DIRECTION 1
Convert the records, from their first line through the line containing "[[132, 59], [31, 49]]", inclusive, into a JSON list of strings with one string per line and blank lines omitted.

SOURCE TEXT
■ ■ ■

As always - there is testing and there is testing ....

it depends on what is important to test.

The following are some of the aspects to be tested relative t the LAN itself

  • Message latency etc as performance of the network
  • LAN configuration - noting in particular that in 'conventional industrial ethernet', the switches would add/remove both priority and vlan tags from the messages as they so needed with the IEDs not really caring about these tags, whereas Substation LANs tend to need these tags set by the source, retained in transit and received by the destination without change.
  • It is VERY easy to mis-configure switches so that messages don't get to where they are supposed to - or get to where they are not supposed to - that involves your VLAN and/or multicast filtering
  • Trunk vs Edge configuration and what Ingress/Egress rules have been set
  • Correct Priority tag handling (and the type of handling of the priority level)

■ ■ ■

Rows from a pointing dataset:
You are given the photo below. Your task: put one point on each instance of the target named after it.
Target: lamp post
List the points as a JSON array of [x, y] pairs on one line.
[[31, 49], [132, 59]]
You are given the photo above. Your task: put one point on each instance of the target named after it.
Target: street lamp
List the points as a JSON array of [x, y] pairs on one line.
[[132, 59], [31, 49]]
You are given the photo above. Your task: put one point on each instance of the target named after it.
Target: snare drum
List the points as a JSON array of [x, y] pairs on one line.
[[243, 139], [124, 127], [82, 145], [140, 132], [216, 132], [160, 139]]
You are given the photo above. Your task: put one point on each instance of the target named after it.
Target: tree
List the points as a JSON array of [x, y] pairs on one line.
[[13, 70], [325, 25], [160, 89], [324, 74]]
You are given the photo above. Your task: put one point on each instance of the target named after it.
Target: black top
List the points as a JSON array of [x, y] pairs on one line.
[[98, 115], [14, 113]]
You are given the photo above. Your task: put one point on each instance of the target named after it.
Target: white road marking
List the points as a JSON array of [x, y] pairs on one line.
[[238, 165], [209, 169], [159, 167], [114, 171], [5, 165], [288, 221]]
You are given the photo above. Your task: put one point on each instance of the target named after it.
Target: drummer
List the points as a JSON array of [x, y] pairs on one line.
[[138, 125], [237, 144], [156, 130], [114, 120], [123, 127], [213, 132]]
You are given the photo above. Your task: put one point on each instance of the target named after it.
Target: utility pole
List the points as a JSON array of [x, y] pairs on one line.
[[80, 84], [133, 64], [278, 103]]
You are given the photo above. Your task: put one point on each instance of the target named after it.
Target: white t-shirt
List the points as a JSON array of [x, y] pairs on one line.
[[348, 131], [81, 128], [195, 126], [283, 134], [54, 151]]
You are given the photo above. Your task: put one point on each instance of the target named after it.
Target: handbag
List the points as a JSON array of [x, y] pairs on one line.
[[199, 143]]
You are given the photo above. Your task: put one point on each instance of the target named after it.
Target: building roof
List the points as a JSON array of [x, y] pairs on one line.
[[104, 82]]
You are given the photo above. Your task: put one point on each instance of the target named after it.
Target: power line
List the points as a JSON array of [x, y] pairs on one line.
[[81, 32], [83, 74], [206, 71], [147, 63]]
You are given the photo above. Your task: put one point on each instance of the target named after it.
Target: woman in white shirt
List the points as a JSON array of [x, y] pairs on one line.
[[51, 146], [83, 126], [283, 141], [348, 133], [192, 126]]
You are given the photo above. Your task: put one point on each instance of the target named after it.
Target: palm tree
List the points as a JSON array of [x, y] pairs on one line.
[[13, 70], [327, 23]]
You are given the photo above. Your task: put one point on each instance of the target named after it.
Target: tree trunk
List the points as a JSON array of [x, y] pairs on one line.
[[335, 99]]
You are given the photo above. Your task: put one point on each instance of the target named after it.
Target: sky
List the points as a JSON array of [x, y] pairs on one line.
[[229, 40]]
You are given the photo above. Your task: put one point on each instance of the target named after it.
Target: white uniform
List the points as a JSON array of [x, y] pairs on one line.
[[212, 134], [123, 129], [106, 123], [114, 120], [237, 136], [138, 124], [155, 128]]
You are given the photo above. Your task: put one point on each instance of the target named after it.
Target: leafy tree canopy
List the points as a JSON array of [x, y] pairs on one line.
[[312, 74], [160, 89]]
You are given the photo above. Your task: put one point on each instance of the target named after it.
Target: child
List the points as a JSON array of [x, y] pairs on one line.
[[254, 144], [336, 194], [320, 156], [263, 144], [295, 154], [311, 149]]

■ ■ ■

DIRECTION 2
For each statement below, state yes or no to show whether it agrees with the text on testing a LAN, and quote the words from that text that settle it. (a) In conventional industrial ethernet, the switches add and remove priority and VLAN tags as needed. (b) Misconfiguring switches is described as difficult to do. (c) Substation LANs tend to need the tags set by the destination.

TASK RESULT 1
[
  "You are given the photo below. Your task: put one point on each instance of the target named after it.",
  "Target: lamp post",
  "List the points as a JSON array of [x, y] pairs on one line.",
  "[[31, 49], [132, 59]]",
  "You are given the photo above. Your task: put one point on each instance of the target named after it.",
  "Target: street lamp",
  "List the points as a JSON array of [x, y] pairs on one line.",
  "[[132, 59], [31, 49]]"
]

TASK RESULT 2
(a) Yes: "the switches would add/remove both priority and vlan tags from the messages as they so needed"
(b) No: "It is VERY easy to mis-configure switches"
(c) No: "Substation LANs tend to need these tags set by the source"